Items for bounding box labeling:
** Begin **

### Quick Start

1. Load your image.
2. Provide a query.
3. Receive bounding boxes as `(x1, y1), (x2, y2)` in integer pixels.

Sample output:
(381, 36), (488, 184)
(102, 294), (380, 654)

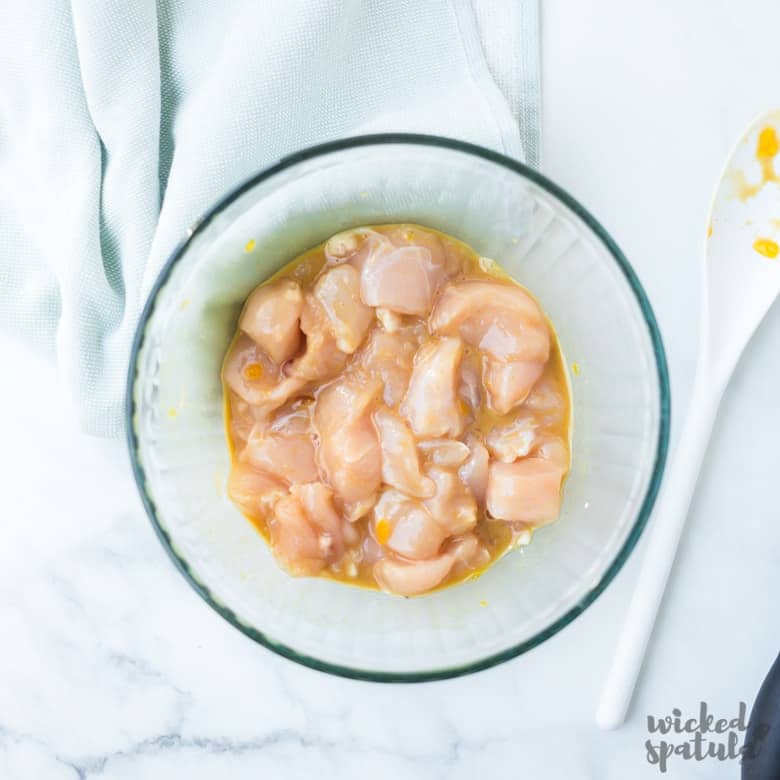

** End **

Edit the items so that "query" becomes "text prompt" and nothing else changes. Leave the pictures out of your answer.

> Response to this task:
### Quick Start

1. Load your image.
2. Provide a text prompt.
3. Receive bounding boxes as `(x1, y1), (x2, y2)` in integer pixels.

Sample output:
(381, 36), (488, 184)
(102, 294), (380, 654)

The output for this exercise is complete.